• **EXERCISE 1**
Please copy the stretch from "Radical (2023) is" through "their own learning." in the passage about the film Radical, word for word.
• **EXERCISE 2**
Rewrite the paragraph of the Radical film passage that begins "One student, Paloma," in a shorter form, keeping its main facts.
• **EXERCISE 3**
Summarize the passage about the film Radical in two sentences.

• **PASSAGE TO READ**
— Begin —
Radical (2023) is a film based on the true story of Sergio Juárez Correa, a grade school teacher in the border town of Matamoros in Northeastern Mexico. Known by the locals as a “school of punishment,” the students live in poverty amid drug cartel violence. After losing faith in the education system, Sergio arrives with a plan to try a radical new way of teaching. He challenges the power structure between teacher and student and encourages his students to take charge of their own learning.
One student, Paloma, is a young genius who excels at science and math. She lives with her sick father next to a dumpster, where they earn a living scavenging for scrap. Although Paloma is brilliant, capable of building her own telescope, and dreams of becoming an astronaut, she is overlooked as just another “quiet” student who is too poor to ever achieve anything. A pivotal scene between Sergio and the principal, Chucho, wrestles with the core question of why they see the education system failing and when they lost hope. “Kids today have changed,” argues Chucho. He suggests kids are too traumatized, forced to grow up too fast, and then rebel and become bad students. “No. Kids will always be kids”, responds Sergio. Just then, they hear a car chase and bottles breaking down the street. “The world has changed, Mr. Juárez,” continues Chucho. “Yes”, says Sergio, “and we have not. Nothing in education has changed in the last 100 years.”
— End —
• **SUPPLIED ENTRIES**
— Begin —
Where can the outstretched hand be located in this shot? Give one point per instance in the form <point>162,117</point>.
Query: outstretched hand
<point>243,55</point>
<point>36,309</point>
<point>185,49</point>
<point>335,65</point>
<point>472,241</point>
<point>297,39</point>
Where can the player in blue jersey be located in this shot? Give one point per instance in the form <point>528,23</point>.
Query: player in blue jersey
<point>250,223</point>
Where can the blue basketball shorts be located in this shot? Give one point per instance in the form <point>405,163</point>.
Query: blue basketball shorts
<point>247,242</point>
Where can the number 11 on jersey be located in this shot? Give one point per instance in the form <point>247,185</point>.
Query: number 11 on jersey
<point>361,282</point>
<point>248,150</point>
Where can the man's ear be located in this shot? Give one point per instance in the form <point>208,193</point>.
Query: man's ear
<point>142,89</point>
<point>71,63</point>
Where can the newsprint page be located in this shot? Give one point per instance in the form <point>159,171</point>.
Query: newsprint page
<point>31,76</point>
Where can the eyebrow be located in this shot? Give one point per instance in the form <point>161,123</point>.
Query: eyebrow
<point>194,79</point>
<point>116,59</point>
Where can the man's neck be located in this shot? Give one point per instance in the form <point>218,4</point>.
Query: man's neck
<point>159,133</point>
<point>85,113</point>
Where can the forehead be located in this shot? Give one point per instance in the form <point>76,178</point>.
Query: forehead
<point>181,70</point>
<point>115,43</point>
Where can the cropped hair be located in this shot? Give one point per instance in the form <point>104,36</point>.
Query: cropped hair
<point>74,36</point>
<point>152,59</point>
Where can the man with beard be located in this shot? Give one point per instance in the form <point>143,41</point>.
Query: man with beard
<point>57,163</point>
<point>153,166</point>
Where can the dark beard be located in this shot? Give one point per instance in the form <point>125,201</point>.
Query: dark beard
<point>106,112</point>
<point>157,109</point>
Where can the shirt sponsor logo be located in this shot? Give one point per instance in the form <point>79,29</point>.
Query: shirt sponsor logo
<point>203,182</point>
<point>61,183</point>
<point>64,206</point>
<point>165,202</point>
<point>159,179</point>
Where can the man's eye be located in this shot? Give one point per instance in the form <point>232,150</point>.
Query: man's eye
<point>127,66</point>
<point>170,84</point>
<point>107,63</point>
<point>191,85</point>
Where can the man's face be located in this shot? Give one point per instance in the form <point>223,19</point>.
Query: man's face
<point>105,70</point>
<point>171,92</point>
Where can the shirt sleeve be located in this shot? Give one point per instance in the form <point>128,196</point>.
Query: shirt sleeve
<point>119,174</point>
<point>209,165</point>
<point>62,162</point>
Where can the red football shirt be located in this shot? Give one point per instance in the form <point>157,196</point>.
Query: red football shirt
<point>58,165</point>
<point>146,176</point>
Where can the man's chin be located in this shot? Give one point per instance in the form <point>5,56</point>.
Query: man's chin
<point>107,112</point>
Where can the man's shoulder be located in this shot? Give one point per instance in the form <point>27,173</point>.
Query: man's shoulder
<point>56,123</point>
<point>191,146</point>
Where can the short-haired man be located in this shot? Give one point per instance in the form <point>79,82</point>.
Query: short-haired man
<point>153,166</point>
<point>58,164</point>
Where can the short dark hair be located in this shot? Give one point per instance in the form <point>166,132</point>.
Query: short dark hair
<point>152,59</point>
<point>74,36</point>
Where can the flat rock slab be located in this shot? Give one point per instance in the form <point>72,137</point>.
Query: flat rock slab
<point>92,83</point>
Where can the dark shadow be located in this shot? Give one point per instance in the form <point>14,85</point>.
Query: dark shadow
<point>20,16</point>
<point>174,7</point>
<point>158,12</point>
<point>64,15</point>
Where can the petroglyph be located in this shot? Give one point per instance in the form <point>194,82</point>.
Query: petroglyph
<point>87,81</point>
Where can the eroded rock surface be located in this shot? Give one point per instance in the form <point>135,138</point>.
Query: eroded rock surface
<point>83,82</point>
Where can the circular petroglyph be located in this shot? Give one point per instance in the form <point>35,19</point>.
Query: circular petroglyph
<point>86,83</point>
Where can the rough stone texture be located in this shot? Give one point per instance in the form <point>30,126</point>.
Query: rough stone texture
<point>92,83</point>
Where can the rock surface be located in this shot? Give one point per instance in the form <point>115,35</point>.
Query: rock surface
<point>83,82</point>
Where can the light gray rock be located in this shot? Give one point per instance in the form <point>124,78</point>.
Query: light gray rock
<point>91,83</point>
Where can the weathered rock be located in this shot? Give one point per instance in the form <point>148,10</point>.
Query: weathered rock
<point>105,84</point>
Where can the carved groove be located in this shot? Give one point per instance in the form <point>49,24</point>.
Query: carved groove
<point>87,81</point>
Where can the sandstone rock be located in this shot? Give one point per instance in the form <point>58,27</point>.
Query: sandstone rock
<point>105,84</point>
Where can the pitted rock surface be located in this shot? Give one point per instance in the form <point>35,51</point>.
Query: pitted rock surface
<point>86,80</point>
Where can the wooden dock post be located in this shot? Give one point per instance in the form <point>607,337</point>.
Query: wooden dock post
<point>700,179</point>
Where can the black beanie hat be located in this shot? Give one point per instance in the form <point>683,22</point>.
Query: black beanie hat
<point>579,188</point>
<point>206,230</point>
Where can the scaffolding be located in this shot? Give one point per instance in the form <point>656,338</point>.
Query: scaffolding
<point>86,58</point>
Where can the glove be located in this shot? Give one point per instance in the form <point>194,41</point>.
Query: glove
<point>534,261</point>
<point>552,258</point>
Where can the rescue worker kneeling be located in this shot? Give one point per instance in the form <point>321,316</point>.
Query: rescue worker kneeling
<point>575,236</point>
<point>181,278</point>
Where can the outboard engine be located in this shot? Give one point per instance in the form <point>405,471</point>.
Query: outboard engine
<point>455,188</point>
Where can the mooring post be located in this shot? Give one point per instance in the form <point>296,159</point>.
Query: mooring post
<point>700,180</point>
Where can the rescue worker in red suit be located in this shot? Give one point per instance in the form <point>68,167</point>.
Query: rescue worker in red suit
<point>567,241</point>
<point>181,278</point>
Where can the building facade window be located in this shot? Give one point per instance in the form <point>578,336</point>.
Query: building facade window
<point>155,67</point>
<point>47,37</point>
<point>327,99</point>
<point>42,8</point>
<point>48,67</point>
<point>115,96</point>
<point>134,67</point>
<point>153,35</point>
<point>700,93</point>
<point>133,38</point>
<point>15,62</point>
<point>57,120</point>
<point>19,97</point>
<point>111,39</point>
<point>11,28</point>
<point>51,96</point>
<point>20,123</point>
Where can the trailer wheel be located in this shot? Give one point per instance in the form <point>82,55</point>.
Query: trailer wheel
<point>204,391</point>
— End —
• **EXERCISE RESULT 1**
Radical (2023) is a film based on the true story of Sergio Juárez Correa, a grade school teacher in the border town of Matamoros in Northeastern Mexico. Known by the locals as a “school of punishment,” the students live in poverty amid drug cartel violence. After losing faith in the education system, Sergio arrives with a plan to try a radical new way of teaching. He challenges the power structure between teacher and student and encourages his students to take charge of their own learning.

• **EXERCISE RESULT 2**
Paloma, a young genius in science and math, lives beside a dumpster with her sick father, and they earn a living scavenging for scrap. She has built her own telescope and dreams of becoming an astronaut, yet she is overlooked as a quiet student too poor to achieve anything. In a pivotal scene, Sergio and the principal, Chucho, debate why the education system is failing. Chucho argues that kids have changed because they are traumatized and forced to grow up too fast, while Sergio insists that kids will always be kids. After they hear a car chase and bottles breaking down the street, Chucho says the world has changed. Sergio agrees but adds that nothing in education has changed in the last 100 years.

• **EXERCISE RESULT 3**
Radical (2023) is based on the true story of Sergio Juárez Correa, a grade school teacher in Matamoros, Mexico, whose students live in poverty amid drug cartel violence. He tries a radical new way of teaching that encourages students such as Paloma, a young genius who is often overlooked, to take charge of their own learning, and he tells the principal, Chucho, that nothing in education has changed in the last 100 years.